• _BRIEF 1_
In the comparison of AI coding command-line tools, start at the words containing "Approach: Created a" and end after "a gaming group)". Reproduce that span word for word.
• _BRIEF 2_
Write the next part of the comparison of AI coding command-line tools, picking up after its final sentence.

• _DOCUMENT SEGMENT_
^^^^^^^^

Strong agentic behavior when instructed; refined analysis heuristically and iteratively (e.g., stopwords, entities)
Understood Chinese slang like “cpdd” (seeking a temporary partner for one event) XD

Weaknesses:

Visualizations were basic
No documentation in the code
EDA/stat analysis was weaker; assumed all messages were from a single group chat

4. Gemini CLI: Gemini 2.5 Pro

Approach: Created a plan and wrote the notebook in one shot using placeholder columns, without inspecting the data first. Needed 10+ prompts to fix issues (fonts, dependencies, formatting) and had to be redirected to the original plan.

Strengths:

Showed agentic analysis when prompted, refining stopword lists and cleaning steps after reviewing results.

Weaknesses:

Less capable at writing analysis code
Adapted plans but skipped some agreed steps
Weak data comprehension (incorrectly concluded all data was from a gaming group)
Required the most intervention

Plots: How Their “Eyes” See The Data

Plans: How Their “Brains” Think Before Coding

All four plans shared a similar structure: data cleaning/preprocessing, EDA and content analysis with visuals, and insight generation. Claude Code’s plans had more depth, Codex aimed for fast insights, and Gemini’s was the most basic.

Analysis plan from Claude Code Sonnet 4.5

💡 Click on the image to zoom in

Evals: How The CLIs Actually Did

Based on the experiment, I scored each CLI across 7 key dimensions:

Criterion	Claude Code Opus 4.1	Claude Code Sonnet 4.5	Codex GPT-5	Gemini 2.5 Pro
Plan
Decomposes the task properly?	1/1	1/1	1/1	1/1
Clear method for each step, with no gaps?	1/1	1/1	0.5/1	0.5/1
Proper breadth and depth?	1/1	1/1	0.5/1	0/1
Methodological Rigor
Uses proper analysis methods?	0.5/1	0.5/1	0.5/1	0/1
Scientifically executed?	0/1	0/1	0.5/1	0/1
Correctness
No errors and reproducible?	1/1	1/1	1/1	0/1
Tests and self-corrects?	0/1	0/1	1/1	0/1
Visual
Proper, quality visualizations?	1/1	1/1	0.5/1	0/1
Communication
Good documentation?	1/1	1/1	0/1	1/1
Evidence-based conclusions?	0.5/1	0.5/1	1/1	0/1
Instruction Following
Follows the agreed plan?	0.5/1	1/1	1/1	0/1
Follows instructions?	0.5/1	0.5/1	1/1	0.5/1
Agentic Analysis
Adapts the plan based on findings?	0/1	0/1	1/1	0.5/1
Iterative analysis?	0/1	0/1	1/1	0.5/1
Adaptive problem-solving?	0.5/1	0.5/1	1/1	0/1
Total Score	8.5/15	9/15	11.5/15	4/15

Codex was strongest on agentic, iterative analysis; Claude led in stats and visualization; Gemini lagged behind. All tools struggled with Chinese text analysis.

^^^^^^^^

• _PROVIDED DATA_
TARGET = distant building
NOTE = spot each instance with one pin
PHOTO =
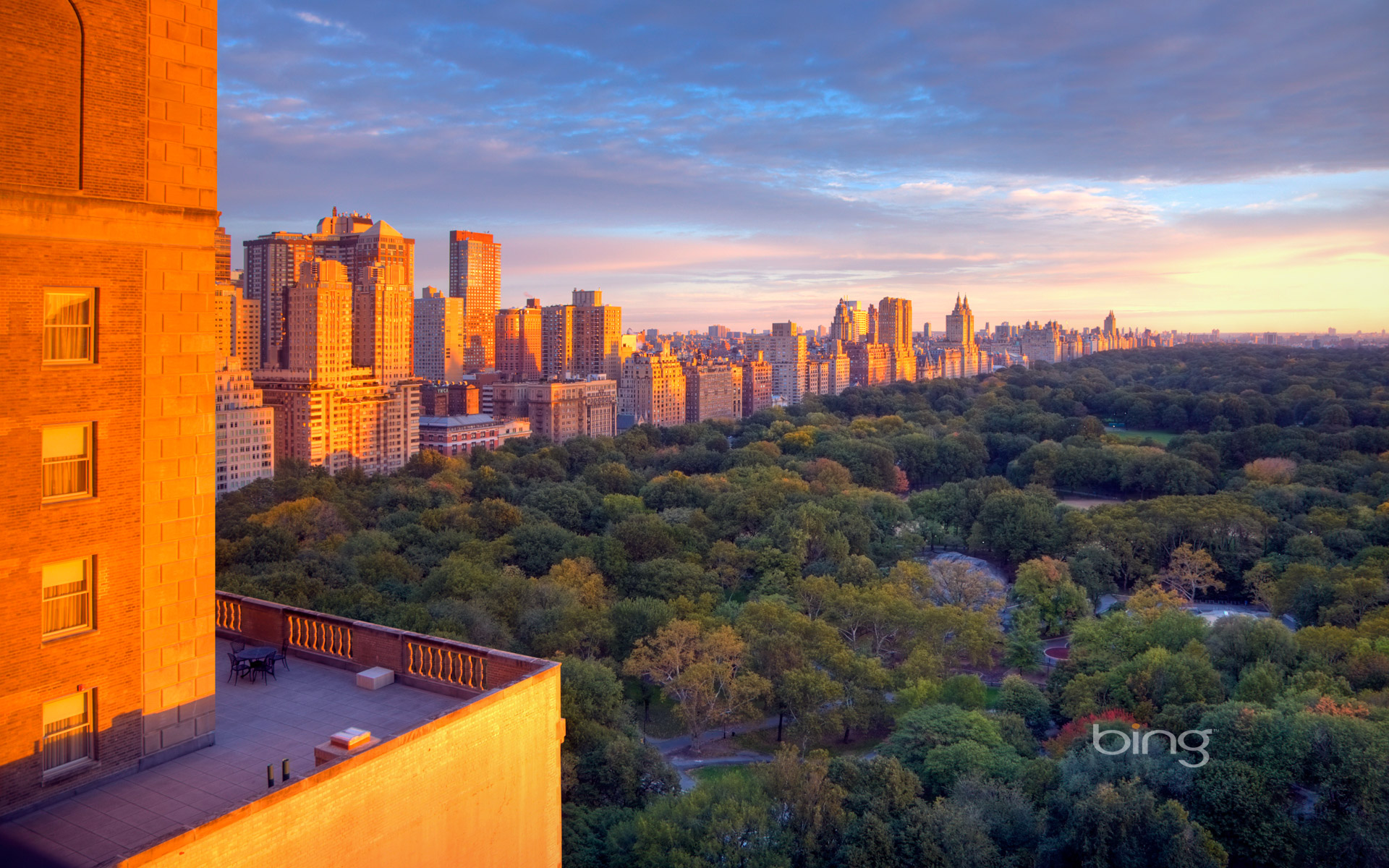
(475, 277)
(757, 383)
(368, 252)
(870, 365)
(558, 410)
(245, 430)
(457, 435)
(221, 258)
(785, 349)
(451, 399)
(653, 389)
(713, 392)
(519, 335)
(237, 324)
(330, 412)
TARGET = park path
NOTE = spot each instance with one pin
(684, 764)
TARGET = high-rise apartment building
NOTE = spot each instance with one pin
(273, 264)
(114, 638)
(713, 391)
(560, 410)
(653, 389)
(960, 326)
(557, 341)
(109, 206)
(895, 321)
(237, 323)
(245, 430)
(785, 349)
(365, 249)
(582, 338)
(382, 312)
(598, 336)
(221, 258)
(328, 410)
(475, 277)
(757, 383)
(519, 332)
(441, 338)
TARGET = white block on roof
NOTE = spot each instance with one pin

^^^^^^^^

• _TASK OUTPUT 1_
Approach: Created a plan and wrote the notebook in one shot using placeholder columns, without inspecting the data first. Needed 10+ prompts to fix issues (fonts, dependencies, formatting) and had to be redirected to the original plan.

Strengths:

Showed agentic analysis when prompted, refining stopword lists and cleaning steps after reviewing results.

Weaknesses:

Less capable at writing analysis code
Adapted plans but skipped some agreed steps
Weak data comprehension (incorrectly concluded all data was from a gaming group)

• _TASK OUTPUT 2_
What I Learned

How This Changes My Workflow

Data-first vs. plan-first approach. Claude Code examined the data before planning, while Codex and Gemini planned first. The data-first approach provided better initial insights, but I think it doesn’t matter as much if they can adapt the plan and the analysis itself is agentic.
Confirmed model stereotypes. Claude Code is slightly better at coding overall and gives rich, business-sounding presentation, and is eager to give the final answers but also gives up too soon. Codex is a bit minimalist, adaptive, and often effective at getting things done. Gemini CLI still needs work but is more capable than it appears. After reviewing the trace (since Gemini doesn’t yet automatically save conversations at the time of writing), I found it demonstrated some agentic analysis behavior.
This experiment is less a leaderboard and more a user manual: it tells me how to steer each tool when I want real analysis instead of just a pretty code dump. For example, I can:

Give Claude Code additional MCP tools to make it more adaptive for notebook analysis
Ask Codex to inspect data before planning and do more on visualization and documentation
Ask all tools to search the internet for appropriate content analysis methods.

Limitations of This Little Experiment

This experiment is not definitive, as it was limited to a single run per tool and each tool’s first plan. Results might differ if I ran multiple trials per tool and allowed several refinements of the plan.

Bonus Glitch In The Matrix

The top two startup ideas from Opus 4.1 were exactly the same as my previous project, which is impressive despite its tendency to jump to conclusions. Either it independently rediscovered my idea or I’ve been thinking a bit like a language model.